■ **Requests**
A: According to the smartphone photography text, which iPhone model is being used?
B: Output the part of the smartphone photography text that begins at the words "I felt this" and stops after "of a camera.".

■ **Document excerpt**

February 11, 2019 by Rod Lawton

I felt this scene needed to be captured with a deep, brooding intensity, and I particularly wanted to hold on to the textured cloud detail in the sky. Capturing a DNG file with Lightroom Mobile gave all the processing leeway needed.

Well, I actually think you can. I like taking pictures with my iPhone. It’s partly a practical thing, as it’s the camera I always have with me. More than that, though, it makes me see things differently.

I see compositions, shapes, light and shadow in a way that I might not when looking through a viewfinder or at the (smaller) screen on the back of a camera.

I can understand there’s a certain amount of smartphone snobbery, but I think that’s because we associate smartphones with a certain sort of selfie-loving snapshot mentality. Smartphone cameras are actually pretty good, provided you:

  1. understand their limitations and work within them
  2. Put the same thought into each picture that you would with a ‘proper’ camera

I can’t speak for the Google Pixel 3 or Huawei P20 Pro as I only ever use an iPhone. They may be way better for all I know, but I have found that the iPhone camera is rather good (I’m using a relatively old iPhone 7 Plus) if you know how to get the best from it.

■ **Records from a dataset**
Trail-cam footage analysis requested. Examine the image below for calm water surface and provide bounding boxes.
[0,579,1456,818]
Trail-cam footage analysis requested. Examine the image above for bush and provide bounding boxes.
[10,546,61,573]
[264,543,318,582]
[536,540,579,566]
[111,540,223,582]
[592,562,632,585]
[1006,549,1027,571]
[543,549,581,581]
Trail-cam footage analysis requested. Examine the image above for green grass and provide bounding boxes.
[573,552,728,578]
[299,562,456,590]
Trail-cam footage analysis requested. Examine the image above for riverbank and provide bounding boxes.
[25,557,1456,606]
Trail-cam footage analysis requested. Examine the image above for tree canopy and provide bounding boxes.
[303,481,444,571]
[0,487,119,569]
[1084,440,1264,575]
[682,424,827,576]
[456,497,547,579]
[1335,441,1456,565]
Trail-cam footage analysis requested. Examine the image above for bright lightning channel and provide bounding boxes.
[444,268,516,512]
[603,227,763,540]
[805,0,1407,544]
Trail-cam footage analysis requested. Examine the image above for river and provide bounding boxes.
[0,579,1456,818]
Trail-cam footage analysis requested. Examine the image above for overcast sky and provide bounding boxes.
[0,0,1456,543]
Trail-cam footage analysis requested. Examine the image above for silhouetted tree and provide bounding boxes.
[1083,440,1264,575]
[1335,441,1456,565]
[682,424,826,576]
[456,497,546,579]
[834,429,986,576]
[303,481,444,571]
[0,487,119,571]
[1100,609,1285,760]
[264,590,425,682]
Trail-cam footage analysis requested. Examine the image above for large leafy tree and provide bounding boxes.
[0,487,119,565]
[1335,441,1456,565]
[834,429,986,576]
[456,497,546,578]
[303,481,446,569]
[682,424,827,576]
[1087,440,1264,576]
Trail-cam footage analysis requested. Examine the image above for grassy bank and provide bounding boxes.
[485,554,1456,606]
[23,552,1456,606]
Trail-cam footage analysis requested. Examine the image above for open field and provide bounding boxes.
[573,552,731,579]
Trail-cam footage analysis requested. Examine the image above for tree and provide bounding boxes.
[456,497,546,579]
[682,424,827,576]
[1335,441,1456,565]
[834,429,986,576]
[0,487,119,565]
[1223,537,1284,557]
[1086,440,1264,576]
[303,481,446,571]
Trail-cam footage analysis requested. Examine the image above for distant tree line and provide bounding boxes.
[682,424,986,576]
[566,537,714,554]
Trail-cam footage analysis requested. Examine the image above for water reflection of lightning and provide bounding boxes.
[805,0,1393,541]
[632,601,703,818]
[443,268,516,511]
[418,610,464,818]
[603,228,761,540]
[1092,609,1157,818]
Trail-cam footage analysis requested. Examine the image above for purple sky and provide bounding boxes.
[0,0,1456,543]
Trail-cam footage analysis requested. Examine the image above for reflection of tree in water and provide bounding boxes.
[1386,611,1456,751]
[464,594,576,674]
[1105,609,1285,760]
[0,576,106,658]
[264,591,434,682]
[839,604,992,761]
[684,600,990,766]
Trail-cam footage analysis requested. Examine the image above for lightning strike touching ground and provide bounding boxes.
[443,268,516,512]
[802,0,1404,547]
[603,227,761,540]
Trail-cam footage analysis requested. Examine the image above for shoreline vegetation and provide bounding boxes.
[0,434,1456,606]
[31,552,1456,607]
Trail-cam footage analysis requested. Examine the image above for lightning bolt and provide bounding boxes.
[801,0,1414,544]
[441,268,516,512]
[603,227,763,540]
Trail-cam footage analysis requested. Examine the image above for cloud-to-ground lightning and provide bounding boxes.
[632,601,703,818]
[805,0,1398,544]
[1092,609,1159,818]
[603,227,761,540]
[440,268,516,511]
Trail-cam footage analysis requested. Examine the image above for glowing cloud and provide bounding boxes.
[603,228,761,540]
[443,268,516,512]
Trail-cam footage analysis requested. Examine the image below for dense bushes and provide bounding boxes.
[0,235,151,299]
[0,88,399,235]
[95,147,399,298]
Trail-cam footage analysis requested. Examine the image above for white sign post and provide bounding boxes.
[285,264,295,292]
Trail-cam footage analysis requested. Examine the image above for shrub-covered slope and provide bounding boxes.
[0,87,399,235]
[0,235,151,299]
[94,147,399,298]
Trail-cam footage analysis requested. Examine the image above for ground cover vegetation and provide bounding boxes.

■ **Exercise responses**
A: A relatively old iPhone 7 Plus.

B:
I felt this scene needed to be captured with a deep, brooding intensity, and I particularly wanted to hold on to the textured cloud detail in the sky. Capturing a DNG file with Lightroom Mobile gave all the processing leeway needed.

Well, I actually think you can. I like taking pictures with my iPhone. It’s partly a practical thing, as it’s the camera I always have with me. More than that, though, it makes me see things differently.

I see compositions, shapes, light and shadow in a way that I might not when looking through a viewfinder or at the (smaller) screen on the back of a camera.